DIRECTIVE: Update the items below by replacing "jersey" with "uniform" throughout and leaving everything else unchanged. Omit the pictures from your answer.
<<<<
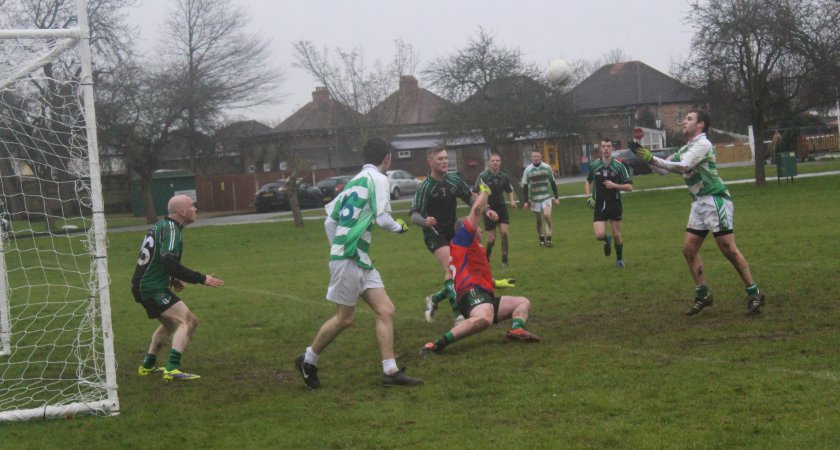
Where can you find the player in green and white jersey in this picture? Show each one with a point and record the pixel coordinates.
(158, 272)
(350, 218)
(610, 177)
(712, 209)
(499, 184)
(539, 189)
>>>>
COMPLETE OUTPUT:
Where can you find the player in green and white uniform in this picture? Show each one with a point and record the pixel coordinates.
(158, 272)
(350, 218)
(610, 177)
(712, 209)
(499, 184)
(539, 189)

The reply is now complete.